-- start --

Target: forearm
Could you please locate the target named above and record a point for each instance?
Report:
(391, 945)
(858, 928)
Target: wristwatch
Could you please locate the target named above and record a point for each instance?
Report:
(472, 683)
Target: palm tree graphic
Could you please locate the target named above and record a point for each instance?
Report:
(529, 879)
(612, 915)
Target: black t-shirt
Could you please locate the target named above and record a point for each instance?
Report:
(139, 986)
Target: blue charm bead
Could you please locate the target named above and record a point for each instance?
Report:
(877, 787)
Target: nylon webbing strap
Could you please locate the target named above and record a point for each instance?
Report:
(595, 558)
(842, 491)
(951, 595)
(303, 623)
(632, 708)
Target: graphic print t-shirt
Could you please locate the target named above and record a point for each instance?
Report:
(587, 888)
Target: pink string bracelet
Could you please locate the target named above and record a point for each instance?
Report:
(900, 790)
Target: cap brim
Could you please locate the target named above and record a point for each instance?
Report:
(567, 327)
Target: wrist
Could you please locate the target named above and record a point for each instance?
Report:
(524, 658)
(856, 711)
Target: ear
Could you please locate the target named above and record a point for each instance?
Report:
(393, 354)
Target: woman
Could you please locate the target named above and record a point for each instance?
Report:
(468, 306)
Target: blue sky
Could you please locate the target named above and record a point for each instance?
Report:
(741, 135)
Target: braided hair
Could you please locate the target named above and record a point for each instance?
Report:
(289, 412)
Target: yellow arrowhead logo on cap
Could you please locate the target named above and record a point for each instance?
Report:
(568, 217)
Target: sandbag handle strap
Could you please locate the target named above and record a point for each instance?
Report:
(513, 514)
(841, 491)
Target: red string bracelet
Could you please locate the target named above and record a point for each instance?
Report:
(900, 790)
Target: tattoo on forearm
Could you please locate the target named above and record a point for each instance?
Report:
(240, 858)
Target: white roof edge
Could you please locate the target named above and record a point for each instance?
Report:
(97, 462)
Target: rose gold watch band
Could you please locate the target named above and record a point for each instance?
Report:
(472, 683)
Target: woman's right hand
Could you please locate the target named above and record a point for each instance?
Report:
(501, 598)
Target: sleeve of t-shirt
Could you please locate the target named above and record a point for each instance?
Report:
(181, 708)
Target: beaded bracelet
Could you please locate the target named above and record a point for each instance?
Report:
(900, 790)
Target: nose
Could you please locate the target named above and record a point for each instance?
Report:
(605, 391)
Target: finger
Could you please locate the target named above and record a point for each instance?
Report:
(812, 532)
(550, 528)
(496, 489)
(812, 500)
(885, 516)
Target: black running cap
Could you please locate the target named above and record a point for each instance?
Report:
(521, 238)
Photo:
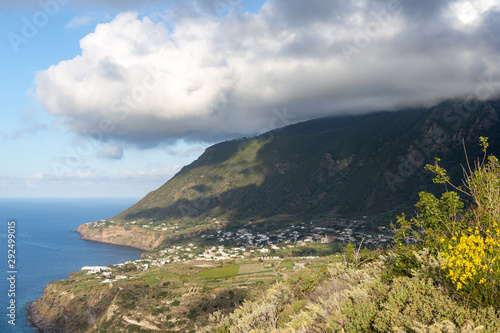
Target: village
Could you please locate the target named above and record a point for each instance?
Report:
(245, 244)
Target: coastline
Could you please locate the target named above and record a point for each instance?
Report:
(117, 235)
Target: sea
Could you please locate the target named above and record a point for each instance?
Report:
(48, 248)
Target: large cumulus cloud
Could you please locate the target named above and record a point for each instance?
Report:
(210, 76)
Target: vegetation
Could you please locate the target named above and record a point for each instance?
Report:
(442, 276)
(341, 167)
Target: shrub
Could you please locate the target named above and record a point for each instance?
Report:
(468, 239)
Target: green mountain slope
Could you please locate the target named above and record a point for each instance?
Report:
(349, 167)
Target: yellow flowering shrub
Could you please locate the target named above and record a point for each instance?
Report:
(471, 263)
(466, 235)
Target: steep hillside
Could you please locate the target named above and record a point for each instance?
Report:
(319, 170)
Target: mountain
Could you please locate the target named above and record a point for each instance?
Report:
(364, 167)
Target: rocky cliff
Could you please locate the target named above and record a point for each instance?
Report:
(131, 236)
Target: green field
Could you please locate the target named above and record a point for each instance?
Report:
(220, 273)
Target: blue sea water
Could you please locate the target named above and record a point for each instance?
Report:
(48, 247)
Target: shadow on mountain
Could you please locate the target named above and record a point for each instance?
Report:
(371, 165)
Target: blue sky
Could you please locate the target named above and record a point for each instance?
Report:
(111, 98)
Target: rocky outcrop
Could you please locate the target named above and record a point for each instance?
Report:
(130, 236)
(60, 310)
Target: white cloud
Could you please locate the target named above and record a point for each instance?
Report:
(217, 77)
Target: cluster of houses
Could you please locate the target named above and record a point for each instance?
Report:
(305, 233)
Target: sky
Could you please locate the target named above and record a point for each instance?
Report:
(111, 98)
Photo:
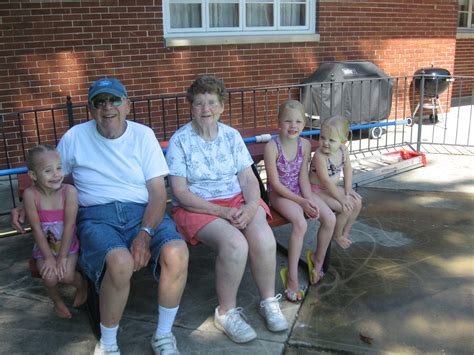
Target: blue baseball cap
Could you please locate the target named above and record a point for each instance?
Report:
(107, 85)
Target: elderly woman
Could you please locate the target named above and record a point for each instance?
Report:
(217, 202)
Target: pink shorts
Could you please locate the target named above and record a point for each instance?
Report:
(316, 188)
(190, 223)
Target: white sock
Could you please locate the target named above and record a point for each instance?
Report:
(108, 336)
(166, 318)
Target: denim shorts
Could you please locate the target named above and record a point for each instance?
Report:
(103, 228)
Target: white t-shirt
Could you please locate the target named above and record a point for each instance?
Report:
(108, 170)
(210, 167)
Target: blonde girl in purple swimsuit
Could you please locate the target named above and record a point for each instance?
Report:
(51, 208)
(286, 163)
(330, 159)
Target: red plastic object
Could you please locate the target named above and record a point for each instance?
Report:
(407, 154)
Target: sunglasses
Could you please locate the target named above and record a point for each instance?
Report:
(101, 103)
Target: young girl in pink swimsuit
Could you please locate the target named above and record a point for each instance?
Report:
(286, 163)
(51, 209)
(330, 159)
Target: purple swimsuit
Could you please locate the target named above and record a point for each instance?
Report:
(289, 171)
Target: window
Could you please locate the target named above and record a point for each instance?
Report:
(465, 19)
(188, 18)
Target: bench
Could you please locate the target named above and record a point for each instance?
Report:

-- end --

• _Work required_
Copy all of the entries above word for word. Leave the pictures out of your copy.

• _Exercise solution_
Target: forearm
Could you please locate the target named above and record a point for each instance?
Report:
(391, 945)
(858, 928)
Target: wristwatch
Could you please locate the target named above and record a point for each instance?
Report:
(472, 683)
Target: palm tree graphic
Could you please locate the target named above and record a point for each instance?
Report:
(529, 879)
(612, 915)
Target: black t-shirt
Could you please locate the target named above and record a point for each instance?
Report:
(139, 986)
Target: blue charm bead
Could you please locate the target named above and record a point for each instance?
Report:
(877, 787)
Target: nylon webbing strap
Could you please locate the target named above and record a point for each instance?
Report:
(595, 558)
(842, 491)
(951, 595)
(303, 623)
(632, 708)
Target: graphic print t-shirt
Could you please locate the target named above and record a point for each instance?
Report:
(587, 888)
Target: pink string bracelet
Could you please locate the target named above and record a point for each instance?
Report:
(900, 790)
Target: cap brim
Could you please locate the target named above and record a point for each instance?
Report:
(567, 327)
Target: wrist
Could you please locate the target named above and record a point for each instance?
Report:
(524, 658)
(856, 711)
Target: ear
Could you please locate the target named above and record a point for each instance?
Report:
(393, 354)
Target: woman
Could you please locate the target named above and record a point for each instance?
Report:
(468, 306)
Target: blue sky
Could you please locate the target named above and record a point for each instance?
Report:
(741, 135)
Target: braided hair
Could you please locate the target named above and record a point for each instance?
Report:
(289, 412)
Target: yellow arrowhead logo on cap
Could you please locate the target named above and record a point for each instance?
Report:
(568, 217)
Target: sandbag handle strap
Could you please locate the target named above and record a point for each instance?
Report:
(513, 514)
(841, 491)
Target: red string bracelet
Could you please locate the target named above and record a point for each instance?
Report:
(900, 790)
Target: tattoo on forearm
Could you please locate the target named above and record a point for each instance?
Report:
(240, 858)
Target: white roof edge
Could you please locate the target named above and record a point for each instance?
Report:
(97, 462)
Target: rose gold watch band
Could you please locate the target named above and record a point for each instance?
Report:
(472, 683)
Target: woman's right hand
Could you please locate the target named above and record a point for each instance?
Report:
(501, 598)
Target: sleeve of t-shirt
Could you please locate the target named above and record a point for each instance?
Report:
(181, 708)
Target: beaded bracelet
Could you please locate the target named above and record a point for each instance?
Report:
(900, 790)
Target: nose
Could you please locate the target named above and record a point for each instance?
Report:
(605, 391)
Target: finger
Could you please locate the target named above and record a point for each instance?
Report:
(812, 532)
(550, 528)
(496, 489)
(812, 500)
(885, 516)
Target: black running cap
Could you please locate the target named above and record a point for each instance?
Report:
(521, 238)
Photo:
Target: village
Could you please locate the target named above and record a point for each instance?
Report:
(245, 244)
Target: coastline
Could you please locate the target named above and record a point for each instance?
Report:
(117, 235)
Target: sea
Could you please locate the target named above and record a point for each instance?
Report:
(48, 248)
Target: large cumulus cloud
Could you please locate the target named above and record a point for each instance?
Report:
(210, 76)
Target: vegetation
Could you please locate the target named above and record a point for each instance?
Report:
(442, 276)
(341, 167)
Target: shrub
Could you please locate the target named above and record a point for each instance?
Report:
(468, 239)
Target: green mountain slope
Could you please locate the target named above and record a point for each instance?
Report:
(349, 167)
Target: yellow flowering shrub
Could you please locate the target named above and record a point for each instance?
Report:
(471, 263)
(466, 235)
Target: steep hillside
Could you please locate the target named above and record a point for each instance?
Report:
(319, 170)
Target: mountain
Could you please locate the target named above and record a point for each instance?
Report:
(364, 167)
Target: rocky cliff
Could you please locate the target named above and record a point for each instance?
Report:
(131, 236)
Target: green field
Could you please locate the target named above and record a point for each instance?
Report:
(220, 273)
Target: blue sea water
Could you please locate the target named above and record a point for each instance?
Report:
(48, 247)
Target: shadow on mountain
Could you please locate the target named above and record a point for each instance?
Report:
(371, 165)
Target: blue sky
Could you please locate the target named above and record a point for each instance?
Report:
(111, 98)
Target: rocky outcrop
Could you please locate the target named above and record a point for each instance?
Report:
(130, 236)
(60, 310)
Target: white cloud
Could you please locate the target named above and record a point for each instance?
Report:
(217, 77)
Target: cluster of houses
Could you please locate the target named above and record a point for each instance?
Report:
(305, 233)
Target: sky
Could you please locate the target named above and record a point for each instance?
Report:
(111, 98)
Photo:
Target: blue baseball cap
Could you please locate the target named above and record a point for each instance?
Report:
(107, 85)
Target: elderly woman
Could you please locate the target named above and record a point for each instance?
Report:
(217, 202)
Target: pink shorts
Could you please locate the target named above and record a point for each instance?
Report:
(316, 188)
(190, 223)
Target: white sock
Could you please locate the target named above and record a point for each instance?
Report:
(108, 336)
(166, 318)
Target: denim shorts
Could you please locate the target named above and record a point for each instance?
Report:
(103, 228)
Target: white t-shirt
Could you please locate the target named above and record a point for each instance?
Report:
(108, 170)
(210, 167)
Target: blonde girl in purple swimsuit
Could you please locate the target named above and record a point for each instance?
Report:
(51, 208)
(286, 163)
(330, 159)
Target: red plastic object
Could you please locate the target named above and record a point for each instance?
Report:
(407, 154)
Target: sunglasses
Could you please locate the target named above and record a point for each instance?
Report:
(101, 103)
Target: young girl in pink swimsuit
Could you please locate the target named above and record a point for each instance?
Report:
(286, 163)
(51, 209)
(330, 159)
Target: purple swimsuit
Could you please locate the target named above and record a point for each instance?
Report:
(289, 171)
Target: window
Could you please locate the target named above and record a point for each instance?
Report:
(465, 19)
(188, 18)
Target: bench
Could you please locate the target named above and record a point for each instance?
Report:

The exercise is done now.